# ABOUT THIS EXERCISE
Single out the lines of the material that contain "calm" and copy them.

# DATA SUPPLIED

# # # # # # #

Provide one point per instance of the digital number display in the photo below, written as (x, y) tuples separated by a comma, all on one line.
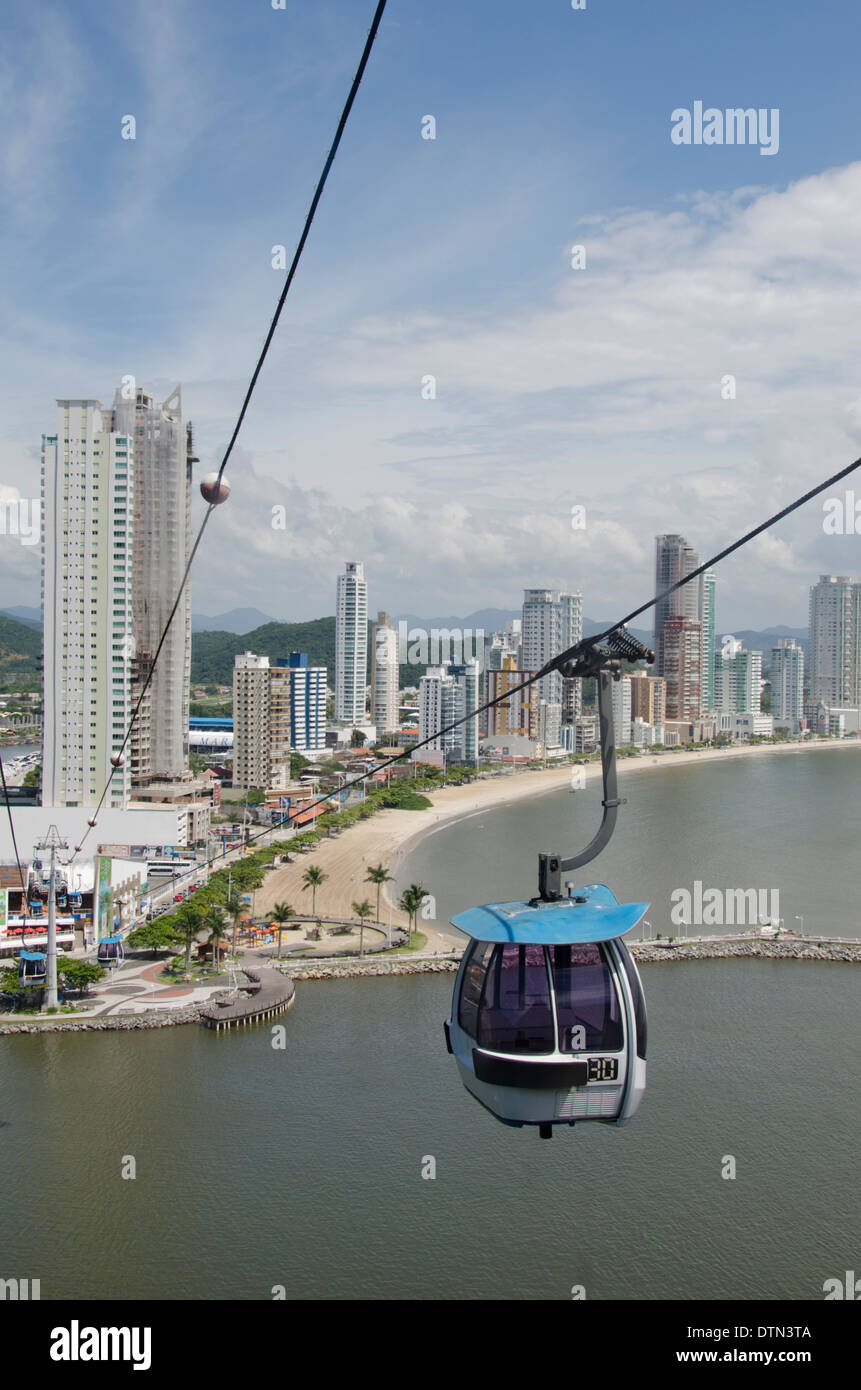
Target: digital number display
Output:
[(604, 1069)]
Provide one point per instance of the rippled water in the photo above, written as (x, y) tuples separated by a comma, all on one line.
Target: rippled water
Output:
[(302, 1166)]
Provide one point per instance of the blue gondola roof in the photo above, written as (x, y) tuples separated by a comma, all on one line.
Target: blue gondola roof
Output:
[(554, 923)]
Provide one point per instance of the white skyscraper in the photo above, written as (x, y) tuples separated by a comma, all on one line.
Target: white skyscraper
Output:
[(787, 681), (351, 645), (737, 679), (251, 720), (385, 694), (551, 623), (162, 545), (835, 641), (88, 478), (621, 692), (673, 560)]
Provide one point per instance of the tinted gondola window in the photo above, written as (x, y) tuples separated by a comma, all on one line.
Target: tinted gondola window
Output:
[(587, 1005), (515, 1014), (473, 982)]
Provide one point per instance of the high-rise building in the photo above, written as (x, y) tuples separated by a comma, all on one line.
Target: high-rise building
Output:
[(160, 551), (296, 709), (351, 645), (385, 692), (835, 641), (251, 720), (519, 713), (621, 692), (675, 559), (787, 681), (552, 622), (447, 694), (707, 627), (737, 679), (88, 480), (648, 698), (682, 666)]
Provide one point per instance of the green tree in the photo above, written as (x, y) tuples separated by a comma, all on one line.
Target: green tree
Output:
[(411, 902), (281, 913), (153, 936), (79, 975), (188, 922), (313, 877), (362, 911), (213, 919), (379, 875)]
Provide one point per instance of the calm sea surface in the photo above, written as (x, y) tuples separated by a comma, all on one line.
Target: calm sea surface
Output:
[(302, 1166)]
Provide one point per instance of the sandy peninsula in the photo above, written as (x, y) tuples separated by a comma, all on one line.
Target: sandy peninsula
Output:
[(391, 834)]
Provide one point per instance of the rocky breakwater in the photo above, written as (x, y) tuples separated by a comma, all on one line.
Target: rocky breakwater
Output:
[(444, 965), (650, 954)]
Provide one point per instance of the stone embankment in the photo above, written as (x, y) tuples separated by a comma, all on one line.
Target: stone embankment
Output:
[(650, 954), (152, 1019)]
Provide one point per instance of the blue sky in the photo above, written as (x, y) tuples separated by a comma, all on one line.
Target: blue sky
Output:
[(555, 387)]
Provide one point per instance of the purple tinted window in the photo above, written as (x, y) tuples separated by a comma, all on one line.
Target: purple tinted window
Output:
[(587, 1005), (515, 1014), (473, 982)]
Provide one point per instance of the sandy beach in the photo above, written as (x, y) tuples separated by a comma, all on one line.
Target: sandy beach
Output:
[(390, 836)]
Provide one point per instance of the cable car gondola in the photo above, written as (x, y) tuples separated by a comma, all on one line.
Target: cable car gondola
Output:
[(32, 966), (548, 1014), (110, 951)]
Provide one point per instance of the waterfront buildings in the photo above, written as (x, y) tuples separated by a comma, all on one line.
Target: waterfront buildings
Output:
[(88, 480), (385, 694), (835, 641), (251, 720), (351, 645), (552, 622), (737, 679), (513, 716), (680, 641), (447, 694), (277, 710), (621, 692), (675, 559), (160, 551), (787, 684)]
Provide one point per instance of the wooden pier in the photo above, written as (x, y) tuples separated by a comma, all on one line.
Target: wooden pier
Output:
[(266, 995)]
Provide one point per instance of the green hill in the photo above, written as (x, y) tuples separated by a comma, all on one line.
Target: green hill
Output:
[(20, 653)]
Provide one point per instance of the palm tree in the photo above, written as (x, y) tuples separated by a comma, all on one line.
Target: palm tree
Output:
[(312, 879), (379, 875), (281, 913), (362, 909), (214, 920), (188, 922), (411, 902)]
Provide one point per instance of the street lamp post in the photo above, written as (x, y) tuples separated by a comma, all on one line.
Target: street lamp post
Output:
[(53, 843)]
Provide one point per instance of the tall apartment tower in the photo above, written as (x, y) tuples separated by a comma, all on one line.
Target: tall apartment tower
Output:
[(552, 622), (787, 681), (296, 710), (251, 720), (162, 546), (707, 630), (737, 679), (673, 560), (648, 698), (88, 480), (835, 641), (385, 694), (682, 666), (351, 645)]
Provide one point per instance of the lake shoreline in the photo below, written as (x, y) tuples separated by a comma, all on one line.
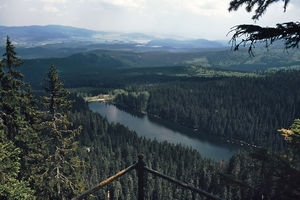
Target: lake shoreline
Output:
[(161, 130)]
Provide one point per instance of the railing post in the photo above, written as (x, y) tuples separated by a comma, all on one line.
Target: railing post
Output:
[(140, 173)]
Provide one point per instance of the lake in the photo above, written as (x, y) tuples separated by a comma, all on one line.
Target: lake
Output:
[(153, 128)]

# # # # # # #

# ANSWER TO THE EXERCISE
Provide one point per instance of the calm sea surface in the photo above, written as (x, y) tuples separated by a comma, all on one line.
Target: calm sea surface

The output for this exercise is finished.